Records from a point labeling set:

______

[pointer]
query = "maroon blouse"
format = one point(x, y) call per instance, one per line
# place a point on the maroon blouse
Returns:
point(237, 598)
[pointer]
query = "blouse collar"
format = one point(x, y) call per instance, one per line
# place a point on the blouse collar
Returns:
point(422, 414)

______

§ STATED PROBLEM
Quote the material above word for word, keeping every line in its original order.

§ WRITTEN RESPONSE
[pointer]
query = "maroon blouse"
format = one point(x, y) call per instance, one per line
# place a point on the maroon blouse
Returns:
point(237, 598)
[pointer]
query = "blouse collar"
format = one point(x, y) call per instance, one per line
# place a point on the blouse collar
Returns:
point(422, 414)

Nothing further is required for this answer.